_Exercices à résoudre_:
1 > Selon le texte sur les loverboys, à quel âge le garçon arrêté à Marseille avait-il commencé ses activités ?
2 > Recopiez fidèlement le passage du texte sur les loverboys qui va de « Vous rappelez-vous ce garçon » jusqu'à « sa prochaine victime. ».
3 > Reprenez le texte sur les loverboys et prolongez-le après sa dernière phrase.

_Texte fourni_:
Des jeunes hommes qui prostituent des adolescentes. Tels seraient les loverboys, une nouvelle « méthode » de proxénétisme qui se diffuse en Europe. Profil, médiatisation, victimes, répression, toutes ces problématiques très diverses et complexes témoignent d'une certaine impuissance des pouvoirs publics à répondre à cette menace amoureuse.
Vous rappelez-vous ce garçon de 17 ans, arrêté à Marseille pour proxénétisme aggravé sur trois filles âgées de 15 à 17 ans début 2011 ? Il avait commencé ses activités sordides à 15 ans. Ses victimes se prostituaient par amour. Cette histoire de mineurs n'a pas de nom particulier en France. Aux Pays-Bas, on aurait parlé d'un « loverboy ».
Vous rappelez-vous ce film, « Loverboy », qui a fait tant de bruit l'année dernière au festival de Cannes ? Il raconte une histoire d'amour, de jeunes, de sexe, de violence, de prostitution, d'exploitation et de déception. Une jeune fille tombe sous le charme d'un garçon séduisant et finit dans les griffes des trafiquants de femmes, alors que le garçon part à la recherche de sa prochaine victime.

_Liste fournie_:
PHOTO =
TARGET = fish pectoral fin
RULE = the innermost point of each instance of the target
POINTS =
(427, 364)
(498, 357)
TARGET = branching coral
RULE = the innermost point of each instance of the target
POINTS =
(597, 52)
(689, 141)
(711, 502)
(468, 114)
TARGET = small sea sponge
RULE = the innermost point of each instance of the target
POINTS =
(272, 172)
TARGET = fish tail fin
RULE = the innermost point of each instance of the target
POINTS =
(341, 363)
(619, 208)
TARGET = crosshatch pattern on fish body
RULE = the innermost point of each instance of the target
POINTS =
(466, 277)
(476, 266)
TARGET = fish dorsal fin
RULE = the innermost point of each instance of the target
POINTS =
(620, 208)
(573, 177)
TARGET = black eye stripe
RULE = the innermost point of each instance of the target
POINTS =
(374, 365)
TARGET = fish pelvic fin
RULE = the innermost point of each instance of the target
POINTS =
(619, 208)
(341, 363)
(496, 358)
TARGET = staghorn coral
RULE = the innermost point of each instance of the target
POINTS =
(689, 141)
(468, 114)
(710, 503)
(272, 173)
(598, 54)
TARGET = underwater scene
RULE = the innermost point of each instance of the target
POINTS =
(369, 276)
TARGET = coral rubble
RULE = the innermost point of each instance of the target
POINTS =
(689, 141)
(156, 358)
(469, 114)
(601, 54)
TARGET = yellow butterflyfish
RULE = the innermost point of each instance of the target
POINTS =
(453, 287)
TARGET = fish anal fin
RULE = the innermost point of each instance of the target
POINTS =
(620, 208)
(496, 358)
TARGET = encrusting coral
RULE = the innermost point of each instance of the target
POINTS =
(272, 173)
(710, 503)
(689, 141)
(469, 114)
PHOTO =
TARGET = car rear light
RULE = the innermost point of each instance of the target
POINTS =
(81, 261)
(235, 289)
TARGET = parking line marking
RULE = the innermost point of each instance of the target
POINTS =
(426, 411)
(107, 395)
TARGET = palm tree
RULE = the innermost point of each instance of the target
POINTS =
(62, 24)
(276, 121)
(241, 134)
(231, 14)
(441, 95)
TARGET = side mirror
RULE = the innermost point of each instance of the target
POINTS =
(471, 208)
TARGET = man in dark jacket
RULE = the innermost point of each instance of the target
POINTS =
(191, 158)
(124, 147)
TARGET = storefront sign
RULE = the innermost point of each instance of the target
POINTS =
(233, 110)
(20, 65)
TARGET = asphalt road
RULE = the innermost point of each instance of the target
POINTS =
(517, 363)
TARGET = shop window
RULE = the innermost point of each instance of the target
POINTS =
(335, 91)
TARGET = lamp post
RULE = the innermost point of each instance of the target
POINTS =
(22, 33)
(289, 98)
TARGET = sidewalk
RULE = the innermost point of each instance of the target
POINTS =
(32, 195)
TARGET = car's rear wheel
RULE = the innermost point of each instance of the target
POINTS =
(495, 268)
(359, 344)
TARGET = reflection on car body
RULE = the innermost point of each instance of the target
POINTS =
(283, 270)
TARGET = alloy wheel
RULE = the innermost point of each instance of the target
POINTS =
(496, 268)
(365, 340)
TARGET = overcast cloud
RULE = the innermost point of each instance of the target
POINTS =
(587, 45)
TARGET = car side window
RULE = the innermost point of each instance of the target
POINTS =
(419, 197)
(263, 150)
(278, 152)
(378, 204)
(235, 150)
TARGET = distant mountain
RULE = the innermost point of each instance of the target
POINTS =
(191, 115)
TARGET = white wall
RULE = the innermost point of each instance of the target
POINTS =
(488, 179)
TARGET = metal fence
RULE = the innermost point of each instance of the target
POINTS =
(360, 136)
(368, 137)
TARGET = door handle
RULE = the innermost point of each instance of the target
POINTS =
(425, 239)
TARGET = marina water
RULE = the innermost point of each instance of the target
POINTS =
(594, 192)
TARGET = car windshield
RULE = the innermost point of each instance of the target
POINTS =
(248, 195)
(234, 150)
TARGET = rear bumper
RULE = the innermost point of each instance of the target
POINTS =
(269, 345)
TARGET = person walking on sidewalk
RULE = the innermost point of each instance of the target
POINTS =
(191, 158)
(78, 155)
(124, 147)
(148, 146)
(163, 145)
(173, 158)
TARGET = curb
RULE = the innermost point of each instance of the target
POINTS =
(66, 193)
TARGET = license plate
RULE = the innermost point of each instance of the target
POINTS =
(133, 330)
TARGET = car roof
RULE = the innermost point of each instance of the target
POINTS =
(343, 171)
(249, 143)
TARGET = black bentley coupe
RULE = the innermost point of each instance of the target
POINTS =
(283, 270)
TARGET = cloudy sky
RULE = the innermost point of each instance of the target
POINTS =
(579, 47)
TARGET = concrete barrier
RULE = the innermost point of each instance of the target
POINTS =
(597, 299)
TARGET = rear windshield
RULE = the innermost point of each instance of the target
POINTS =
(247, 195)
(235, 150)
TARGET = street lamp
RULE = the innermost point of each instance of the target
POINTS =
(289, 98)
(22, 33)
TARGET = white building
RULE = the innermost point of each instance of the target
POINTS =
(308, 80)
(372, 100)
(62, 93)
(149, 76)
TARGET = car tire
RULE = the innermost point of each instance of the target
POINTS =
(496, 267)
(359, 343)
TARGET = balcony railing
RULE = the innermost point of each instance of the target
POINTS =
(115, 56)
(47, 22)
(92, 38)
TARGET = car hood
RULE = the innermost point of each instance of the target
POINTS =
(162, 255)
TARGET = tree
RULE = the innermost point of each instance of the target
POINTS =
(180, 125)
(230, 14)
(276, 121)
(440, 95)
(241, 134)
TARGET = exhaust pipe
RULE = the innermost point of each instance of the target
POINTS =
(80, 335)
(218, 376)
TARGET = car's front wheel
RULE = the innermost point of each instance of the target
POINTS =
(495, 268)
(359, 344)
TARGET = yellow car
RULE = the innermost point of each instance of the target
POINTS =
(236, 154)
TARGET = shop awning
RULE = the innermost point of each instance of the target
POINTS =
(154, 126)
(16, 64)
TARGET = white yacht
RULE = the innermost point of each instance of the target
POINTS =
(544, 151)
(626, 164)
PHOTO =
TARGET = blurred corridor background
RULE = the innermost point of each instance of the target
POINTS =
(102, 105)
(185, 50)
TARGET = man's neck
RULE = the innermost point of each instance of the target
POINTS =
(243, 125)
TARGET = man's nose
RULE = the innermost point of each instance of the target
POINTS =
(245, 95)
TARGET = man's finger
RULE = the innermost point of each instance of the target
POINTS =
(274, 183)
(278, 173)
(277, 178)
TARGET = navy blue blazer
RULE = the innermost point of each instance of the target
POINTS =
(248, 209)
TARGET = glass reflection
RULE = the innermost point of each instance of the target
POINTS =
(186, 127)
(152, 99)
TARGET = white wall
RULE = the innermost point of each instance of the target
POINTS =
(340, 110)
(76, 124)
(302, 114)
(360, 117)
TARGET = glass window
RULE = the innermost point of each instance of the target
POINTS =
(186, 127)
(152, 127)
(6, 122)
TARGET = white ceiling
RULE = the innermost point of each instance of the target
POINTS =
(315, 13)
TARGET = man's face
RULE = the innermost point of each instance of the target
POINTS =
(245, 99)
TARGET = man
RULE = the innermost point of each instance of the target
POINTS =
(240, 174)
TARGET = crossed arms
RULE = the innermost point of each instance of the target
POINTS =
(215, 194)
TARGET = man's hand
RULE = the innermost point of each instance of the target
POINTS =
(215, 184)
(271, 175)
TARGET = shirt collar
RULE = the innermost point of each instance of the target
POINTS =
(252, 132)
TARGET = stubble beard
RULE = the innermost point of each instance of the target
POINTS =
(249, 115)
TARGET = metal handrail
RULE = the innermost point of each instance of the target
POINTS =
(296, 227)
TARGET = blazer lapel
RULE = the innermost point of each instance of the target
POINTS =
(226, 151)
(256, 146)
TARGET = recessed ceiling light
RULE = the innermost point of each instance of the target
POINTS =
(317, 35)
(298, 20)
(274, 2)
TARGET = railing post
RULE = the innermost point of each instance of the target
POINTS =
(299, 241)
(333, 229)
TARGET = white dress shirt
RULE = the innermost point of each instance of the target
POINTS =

_Les résultats_:
1 > À 15 ans.

2 >
Vous rappelez-vous ce garçon de 17 ans, arrêté à Marseille pour proxénétisme aggravé sur trois filles âgées de 15 à 17 ans début 2011 ? Il avait commencé ses activités sordides à 15 ans. Ses victimes se prostituaient par amour. Cette histoire de mineurs n'a pas de nom particulier en France. Aux Pays-Bas, on aurait parlé d'un « loverboy ».
Vous rappelez-vous ce film, « Loverboy », qui a fait tant de bruit l'année dernière au festival de Cannes ? Il raconte une histoire d'amour, de jeunes, de sexe, de violence, de prostitution, d'exploitation et de déception. Une jeune fille tombe sous le charme d'un garçon séduisant et finit dans les griffes des trafiquants de femmes, alors que le garçon part à la recherche de sa prochaine victime.

3 >
Malheureusement, il ne s'agit pas que d'une pure fiction. Le scénario, très réel, fait souvent la une des médias néerlandais ou allemands. « Loverboy » n'est pas qu'un film, mais un phénomène médiatique, un outil de recrutement, une forme de manipulation, d'exploitation sexuelle.
Immigration et jeunesse : les deux classiques des loverboys néerlandais
« Nés » aux Pays-Bas les « loverboys » sont un vrai phénomène de société. Apparus probablement lors d'un procès à Utrecht en 1995, les « premiers » loverboys sont quatre jeunes hommes d'origine marocaine. Ils exploitaient sexuellement leurs petites amies qui les avaient surnommés « loverboys ».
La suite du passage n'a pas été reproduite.